→ **Zu erledigen**:
A. Erläutern Sie anhand des Textes zur Bezirksstraße in Unterschleißheim, warum sich die Tiefe der Gräben zwischen den beiden Polen am Samstagvormittag besonders gut zeigte.
B. Wer steht laut dem Text zur Bezirksstraße in Unterschleißheim den Geschäftsleuten der Bezirksstraße als anderes Lager gegenüber?
C. Setzen Sie den Text zur Bezirksstraße in Unterschleißheim im Anschluss an seinen letzten Satz fort.

→ **Textauszug**:
Von Francesco Collini, Unterschleißheim

Der Konflikt zwischen Kritikern unbegrenzter Mobilität und Verfechtern des Autofahrens erreicht nun auch Unterschleißheim. Es gibt kaum noch Einwohner der Stadt, die keine klare Meinung zur Umwandlung der Bezirksstraße in eine sogenannte Shared-Space-Zone haben. Wie tief die Gräben zwischen den beiden Polen sind - auf der einen Seite die örtlichen Vertreter von SPD, Grünen und ÖDP, auf der anderen die Geschäftsleute der Bezirksstraße - merkte man am Samstagvormittag besonders gut, als beide Lager aufeinandertrafen.

→ **Erfasste Daten**:
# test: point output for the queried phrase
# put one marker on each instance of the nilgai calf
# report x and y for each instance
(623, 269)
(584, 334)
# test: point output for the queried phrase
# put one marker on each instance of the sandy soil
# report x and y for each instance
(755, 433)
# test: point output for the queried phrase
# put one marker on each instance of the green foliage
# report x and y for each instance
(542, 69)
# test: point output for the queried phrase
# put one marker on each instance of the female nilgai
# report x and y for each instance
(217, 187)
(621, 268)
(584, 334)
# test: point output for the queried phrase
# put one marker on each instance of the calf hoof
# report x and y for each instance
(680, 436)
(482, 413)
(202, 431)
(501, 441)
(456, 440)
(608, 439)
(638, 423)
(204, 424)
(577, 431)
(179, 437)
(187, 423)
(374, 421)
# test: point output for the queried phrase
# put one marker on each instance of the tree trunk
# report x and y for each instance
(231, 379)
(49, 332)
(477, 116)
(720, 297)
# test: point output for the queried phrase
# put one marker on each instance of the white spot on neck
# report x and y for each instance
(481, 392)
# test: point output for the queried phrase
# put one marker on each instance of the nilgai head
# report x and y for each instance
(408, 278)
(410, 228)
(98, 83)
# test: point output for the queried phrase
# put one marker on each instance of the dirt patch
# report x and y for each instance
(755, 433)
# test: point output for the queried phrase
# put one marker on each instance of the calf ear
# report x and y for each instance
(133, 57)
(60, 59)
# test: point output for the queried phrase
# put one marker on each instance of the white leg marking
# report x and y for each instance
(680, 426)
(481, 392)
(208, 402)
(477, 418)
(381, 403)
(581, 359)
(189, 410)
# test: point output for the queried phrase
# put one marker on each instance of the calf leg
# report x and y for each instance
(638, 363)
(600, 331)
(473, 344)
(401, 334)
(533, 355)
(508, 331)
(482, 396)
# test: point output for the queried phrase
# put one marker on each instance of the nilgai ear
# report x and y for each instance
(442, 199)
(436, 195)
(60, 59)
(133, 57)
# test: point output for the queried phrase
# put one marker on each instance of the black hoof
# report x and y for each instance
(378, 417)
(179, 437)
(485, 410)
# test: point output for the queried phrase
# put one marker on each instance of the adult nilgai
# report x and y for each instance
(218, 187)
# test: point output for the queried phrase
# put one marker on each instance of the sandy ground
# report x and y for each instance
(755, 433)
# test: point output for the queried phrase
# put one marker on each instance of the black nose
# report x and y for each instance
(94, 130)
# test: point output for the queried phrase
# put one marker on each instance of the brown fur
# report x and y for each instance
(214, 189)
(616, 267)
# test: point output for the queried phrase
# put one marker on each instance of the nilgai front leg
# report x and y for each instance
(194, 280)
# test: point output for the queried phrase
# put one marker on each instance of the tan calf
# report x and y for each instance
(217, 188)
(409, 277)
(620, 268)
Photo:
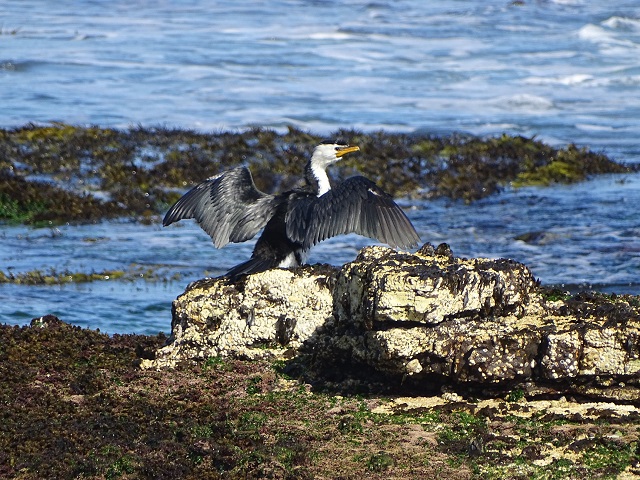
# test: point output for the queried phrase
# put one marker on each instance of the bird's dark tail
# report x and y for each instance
(253, 265)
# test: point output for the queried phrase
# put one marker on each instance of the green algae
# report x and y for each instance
(75, 405)
(60, 173)
(54, 277)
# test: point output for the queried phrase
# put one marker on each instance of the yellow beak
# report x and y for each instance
(345, 150)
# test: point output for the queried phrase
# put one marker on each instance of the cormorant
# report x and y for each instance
(230, 208)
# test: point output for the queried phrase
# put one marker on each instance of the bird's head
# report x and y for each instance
(328, 153)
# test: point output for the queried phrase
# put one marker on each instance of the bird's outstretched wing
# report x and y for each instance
(356, 206)
(227, 206)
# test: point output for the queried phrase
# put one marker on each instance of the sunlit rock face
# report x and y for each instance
(417, 320)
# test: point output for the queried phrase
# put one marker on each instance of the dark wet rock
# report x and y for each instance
(416, 322)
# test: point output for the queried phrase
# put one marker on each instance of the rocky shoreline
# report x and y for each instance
(64, 173)
(394, 366)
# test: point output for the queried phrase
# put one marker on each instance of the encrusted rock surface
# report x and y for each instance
(418, 321)
(263, 314)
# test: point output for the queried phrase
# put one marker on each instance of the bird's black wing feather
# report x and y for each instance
(356, 206)
(227, 206)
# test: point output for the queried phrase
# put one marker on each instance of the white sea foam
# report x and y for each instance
(575, 79)
(623, 23)
(525, 102)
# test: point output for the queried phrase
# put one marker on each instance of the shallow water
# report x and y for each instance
(566, 71)
(585, 237)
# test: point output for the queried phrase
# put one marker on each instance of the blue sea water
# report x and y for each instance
(566, 71)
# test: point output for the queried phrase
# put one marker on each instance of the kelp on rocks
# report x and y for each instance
(64, 173)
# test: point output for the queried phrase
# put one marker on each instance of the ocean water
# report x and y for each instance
(564, 71)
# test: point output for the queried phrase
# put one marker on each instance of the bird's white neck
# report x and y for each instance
(321, 177)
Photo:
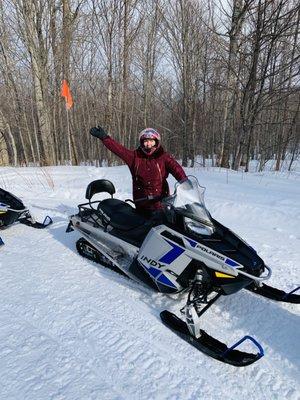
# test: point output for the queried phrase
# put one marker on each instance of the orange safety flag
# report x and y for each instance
(66, 93)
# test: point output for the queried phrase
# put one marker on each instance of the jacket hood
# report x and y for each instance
(158, 152)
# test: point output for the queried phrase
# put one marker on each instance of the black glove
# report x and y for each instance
(98, 132)
(186, 185)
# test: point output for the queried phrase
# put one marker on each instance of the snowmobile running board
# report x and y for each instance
(275, 294)
(211, 346)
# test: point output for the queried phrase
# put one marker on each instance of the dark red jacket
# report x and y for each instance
(149, 173)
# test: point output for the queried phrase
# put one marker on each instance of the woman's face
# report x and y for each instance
(149, 143)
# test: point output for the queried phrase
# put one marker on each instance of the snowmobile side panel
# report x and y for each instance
(209, 345)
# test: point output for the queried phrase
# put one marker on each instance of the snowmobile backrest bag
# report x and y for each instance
(10, 200)
(99, 186)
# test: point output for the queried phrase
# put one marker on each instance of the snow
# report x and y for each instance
(71, 329)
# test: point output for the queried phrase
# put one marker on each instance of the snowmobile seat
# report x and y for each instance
(99, 186)
(121, 215)
(127, 224)
(12, 208)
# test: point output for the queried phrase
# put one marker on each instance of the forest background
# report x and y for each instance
(218, 79)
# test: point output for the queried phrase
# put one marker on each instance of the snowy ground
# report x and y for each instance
(70, 329)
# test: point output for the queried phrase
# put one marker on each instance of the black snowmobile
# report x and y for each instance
(186, 251)
(13, 210)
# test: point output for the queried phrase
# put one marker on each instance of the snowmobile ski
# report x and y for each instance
(211, 346)
(275, 294)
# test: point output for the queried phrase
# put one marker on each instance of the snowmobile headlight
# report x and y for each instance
(197, 227)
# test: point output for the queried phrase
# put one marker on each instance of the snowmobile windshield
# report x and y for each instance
(188, 200)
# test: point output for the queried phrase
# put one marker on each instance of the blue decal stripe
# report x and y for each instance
(153, 271)
(174, 253)
(191, 242)
(164, 280)
(231, 262)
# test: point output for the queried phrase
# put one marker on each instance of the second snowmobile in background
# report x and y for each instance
(13, 210)
(186, 250)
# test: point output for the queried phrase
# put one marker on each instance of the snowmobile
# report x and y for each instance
(13, 210)
(185, 250)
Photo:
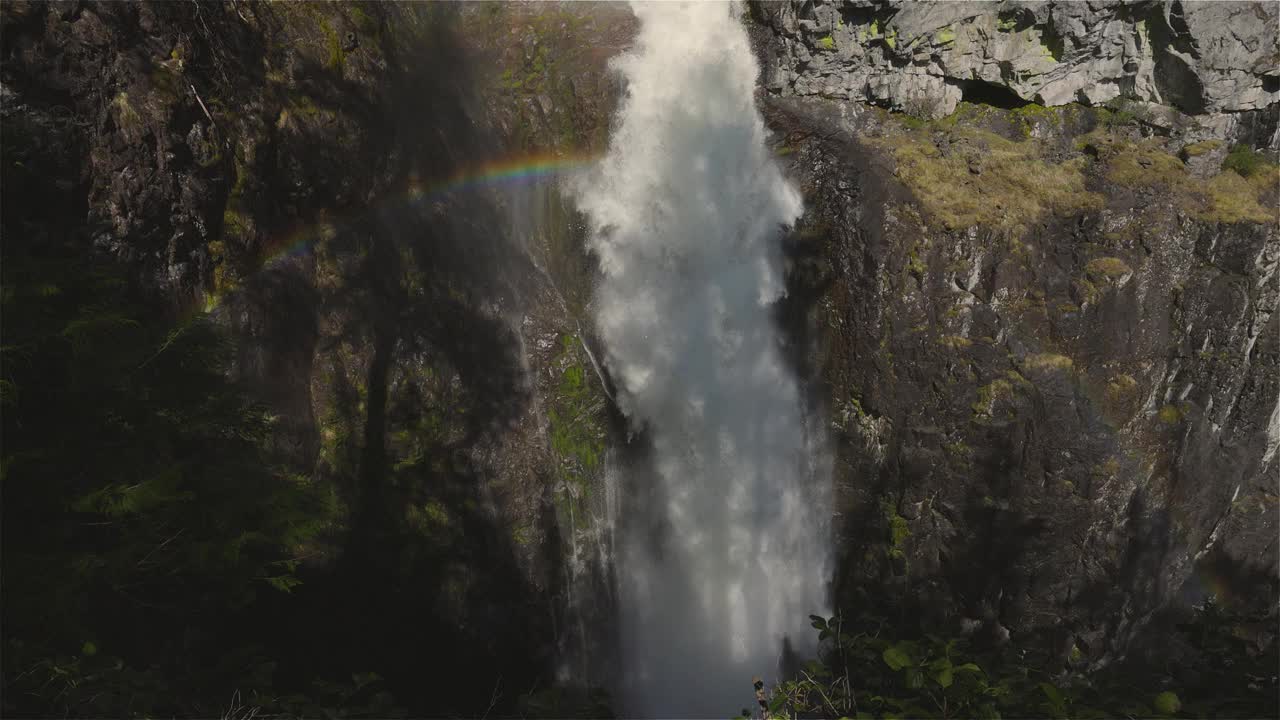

→ **Endgültige Antworten**:
A. Am Samstagvormittag trafen beide Lager aufeinander: die örtlichen Vertreter von SPD, Grünen und ÖDP auf der einen und die Geschäftsleute der Bezirksstraße auf der anderen Seite. Bei diesem Aufeinandertreffen wurde sichtbar, wie tief die Gräben zwischen ihnen sind.

B. Die örtlichen Vertreter von SPD, Grünen und ÖDP.

C.
Shared Spaces oder, wie die Stadträtin und Baureferentin Katharina Bednarek (SPD) sie nennt, "Gemeinschaftsstraßen" sind Straßenabschnitte, in der alle Verkehrsteilnehmer "gleichberechtigt" sind. Ihre Partei hatte am Samstag zusammen mit Grünen und ÖDP eine "Demoversion" von Shared Space zwischen Lindenstraße und Frühlingsstraße eingerichtet. Dort wollen die Parteien die Höchstgeschwindigkeit auf 20 Stundenkilometer senken und zum Teil Pflaster zur Verkehrsberuhigung verlegen lassen, wie aus Entwürfen der Organisatoren zu entnehmen ist und wie sie es mit Klebeband auf der Straße demonstrierten.

Geschäftsleute kleben ihre Schaufenster zu

Aus Protest gegen die Pläne hatten die meisten Geschäftsleute der Bezirksstraße am Samstag ihre Schaufenster zugeklebt und "Zu vermieten"-Schilder aufgehängt - eine Demonstration, welche Folgen sie durch eine Verkehrsberuhigung erwarten. Ein Samstagvormittag im Ausnahmezustand auf der Bezirksstraße.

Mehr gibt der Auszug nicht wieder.